Extract provided —
++++++++

Expressive therapy provides a range of interactive, creative arts-based, projective techniques and interventions. It draws both on the principles of psychotherapy as well as the creative experience of the client to gain insight and to achieve growth, healing and integration.
There are a few common misconceptions about the work I do with clients that I’d like to highlight and address:
First of all, it is not just for children. I have personally worked with kids from as young as 5 years old through to fully-fledged adults in senior management positions. The important thing is not your age. It’s that you keep an open attitude and park your inner critic outside the room whilst allowing yourself to create and be free to play – with the sand, with figures, with colours, with movement, with sound.
I am not a psychoanalyst, psychiatrist or clinical psychologist. I do not try to interpret the drawings or sandtrays, provide any kind of diagnosis or label based on the creation or provide clients with answers about “what they should do next” in their life. My aim is always to guide my client in the creation of something that has meaning for them, which might, in turn, allow them to gain some insight into their life situation or next steps. This may happen during the session or at a later stage as the process unfolds over a number of weeks.
It is not just for clients recovering from severe trauma. While sandplay therapy and expressive therapies have proved effective as a treatment for both trauma and mental health problems, it has also proven effective for those who are going through a life transition (post-natal, death of a beloved family member or friend, loss of a job, painful break-up of a relationship or divorce etc.) and would like to use it as a catalyst for the recovery of their sense of self.
It is not just for those who consider themselves “creative”. Creative ability is innate in humans. Sadly it often gets blocked as we grow up by the “shoulds and oughts” as we are pressured by the prevailing culture into leaving our playfulness behind. When we feel stuck in a life, or seem to have lost our sense of passion or purpose, it is often a lack of creative problem-solving that prevents us from seeing the way forward. Being conscious of your creative ability is not a requirement or a determinant in any way as to whether you will benefit from an expressive therapy sessions. In fact, sometimes, there is no activity involved in the session. My sessions are client-led; therefore, the decision of taking part in an expressive exercise is up to the client. Naturally, I will usually suggest an option for creative expression when I sense it might be helpful for my client.
The representation created facilitates further communication. It allows the creator to access parts of themselves that are not so easily accessible otherwise. As an expressive psychotherapist, I refer to these parts as coming from the sub-conscious or even the unconscious. Whatever is created, in the sand or on the page, reflects back at us both – you as the client and me as the therapist – and brings us into a deeper space, a sacred space ready to be gently and reverently explored and seen. It is this projective nature of expressive Sandplay and Symbol Work that affords us an opportunity to see ourselves outside of ourselves and to reflect upon what is seen.

This three-way relationship, between client, therapist and the creative process is a key element of the work. Clients often experience this approach as less threatening as it provides an indirect platform for discussion rather than addressing emotional problems in a straightforward verbal fashion. Let’s face it: it’s usually our own thinking patterns or entrenched beliefs or habits that got us stuck in an uncomfortable place – if telling someone what to do fixed the problem, or just talking about it solved things, it most likely would have been solved long before reaching my office!

++++++++

Exercise directions —
Duplicate the passage of the expressive therapy text from "There are a" up to and including "movement, with sound.".

(Point-per-instance localization entries)
++++++++

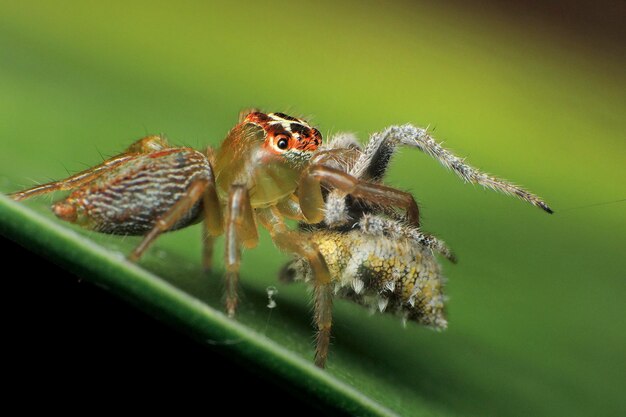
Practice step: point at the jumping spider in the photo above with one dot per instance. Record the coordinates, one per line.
(358, 238)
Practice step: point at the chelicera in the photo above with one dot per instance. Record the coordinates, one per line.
(358, 238)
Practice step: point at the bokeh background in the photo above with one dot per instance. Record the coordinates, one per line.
(535, 93)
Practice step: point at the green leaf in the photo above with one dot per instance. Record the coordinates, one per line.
(536, 301)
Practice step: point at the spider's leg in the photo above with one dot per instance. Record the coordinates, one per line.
(381, 146)
(312, 202)
(240, 230)
(143, 145)
(172, 216)
(213, 224)
(298, 243)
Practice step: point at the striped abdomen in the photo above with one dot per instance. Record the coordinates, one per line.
(130, 198)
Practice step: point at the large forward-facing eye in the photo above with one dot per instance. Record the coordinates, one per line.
(282, 142)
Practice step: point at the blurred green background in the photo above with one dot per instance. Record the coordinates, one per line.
(536, 305)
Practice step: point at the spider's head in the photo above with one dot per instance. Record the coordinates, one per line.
(286, 136)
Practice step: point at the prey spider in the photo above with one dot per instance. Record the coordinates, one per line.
(358, 238)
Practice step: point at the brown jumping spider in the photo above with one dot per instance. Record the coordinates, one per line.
(359, 239)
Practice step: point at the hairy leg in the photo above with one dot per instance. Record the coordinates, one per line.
(173, 215)
(213, 223)
(374, 160)
(312, 202)
(240, 230)
(298, 243)
(143, 145)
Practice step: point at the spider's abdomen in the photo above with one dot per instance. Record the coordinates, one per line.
(129, 199)
(389, 275)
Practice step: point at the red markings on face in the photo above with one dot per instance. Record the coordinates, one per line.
(284, 133)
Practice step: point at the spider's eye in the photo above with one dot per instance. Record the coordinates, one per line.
(282, 143)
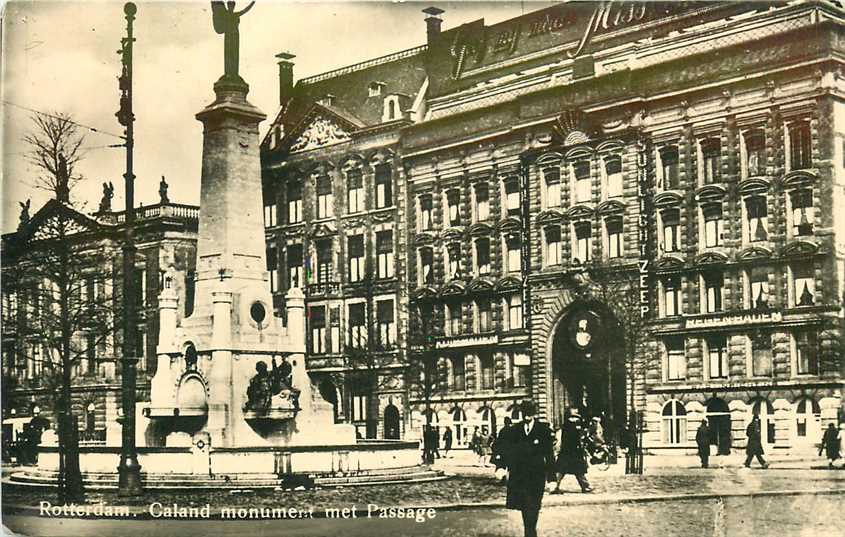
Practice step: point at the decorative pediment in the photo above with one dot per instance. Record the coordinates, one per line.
(508, 283)
(453, 288)
(800, 248)
(754, 185)
(479, 285)
(510, 225)
(580, 212)
(550, 216)
(610, 207)
(480, 229)
(669, 198)
(322, 131)
(710, 193)
(754, 252)
(711, 258)
(669, 263)
(323, 229)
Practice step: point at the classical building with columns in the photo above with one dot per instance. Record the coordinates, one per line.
(629, 209)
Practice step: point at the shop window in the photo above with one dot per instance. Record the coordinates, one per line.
(674, 422)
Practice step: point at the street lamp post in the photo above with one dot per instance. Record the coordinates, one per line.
(129, 470)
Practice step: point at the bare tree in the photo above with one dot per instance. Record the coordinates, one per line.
(55, 143)
(63, 277)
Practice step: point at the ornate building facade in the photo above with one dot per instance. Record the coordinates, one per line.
(625, 208)
(166, 237)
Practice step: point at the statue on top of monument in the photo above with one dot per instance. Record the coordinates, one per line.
(226, 21)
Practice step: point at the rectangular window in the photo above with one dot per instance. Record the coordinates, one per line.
(485, 360)
(294, 191)
(714, 225)
(513, 245)
(356, 258)
(806, 347)
(553, 246)
(273, 268)
(384, 318)
(294, 266)
(458, 373)
(671, 222)
(357, 325)
(583, 250)
(455, 319)
(384, 186)
(712, 296)
(669, 167)
(614, 237)
(552, 178)
(717, 357)
(803, 214)
(755, 153)
(800, 146)
(425, 212)
(757, 218)
(482, 202)
(318, 329)
(761, 355)
(711, 160)
(354, 191)
(484, 315)
(324, 261)
(514, 310)
(804, 288)
(758, 288)
(453, 203)
(426, 266)
(512, 196)
(613, 172)
(676, 360)
(325, 197)
(384, 251)
(453, 260)
(269, 214)
(482, 255)
(671, 297)
(581, 169)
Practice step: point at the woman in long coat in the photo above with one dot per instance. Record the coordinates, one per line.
(572, 458)
(830, 444)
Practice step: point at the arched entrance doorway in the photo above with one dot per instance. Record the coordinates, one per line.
(719, 418)
(391, 422)
(588, 361)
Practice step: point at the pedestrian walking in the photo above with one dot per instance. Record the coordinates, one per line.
(572, 458)
(754, 448)
(529, 460)
(447, 441)
(702, 438)
(830, 444)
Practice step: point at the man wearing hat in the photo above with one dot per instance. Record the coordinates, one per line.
(529, 459)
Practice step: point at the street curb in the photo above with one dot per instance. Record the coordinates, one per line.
(142, 512)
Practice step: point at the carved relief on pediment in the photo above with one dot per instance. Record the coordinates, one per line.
(320, 133)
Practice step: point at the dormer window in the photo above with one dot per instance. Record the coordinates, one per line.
(375, 88)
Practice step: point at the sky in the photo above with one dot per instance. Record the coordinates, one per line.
(61, 57)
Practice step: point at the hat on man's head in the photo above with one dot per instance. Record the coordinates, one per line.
(528, 408)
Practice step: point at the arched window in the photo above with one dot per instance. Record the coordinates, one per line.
(807, 414)
(674, 423)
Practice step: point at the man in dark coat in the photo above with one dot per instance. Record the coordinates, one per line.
(754, 448)
(702, 438)
(572, 458)
(830, 444)
(528, 456)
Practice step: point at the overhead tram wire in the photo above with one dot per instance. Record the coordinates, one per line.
(88, 127)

++++++++

Result below —
There are a few common misconceptions about the work I do with clients that I’d like to highlight and address:
First of all, it is not just for children. I have personally worked with kids from as young as 5 years old through to fully-fledged adults in senior management positions. The important thing is not your age. It’s that you keep an open attitude and park your inner critic outside the room whilst allowing yourself to create and be free to play – with the sand, with figures, with colours, with movement, with sound.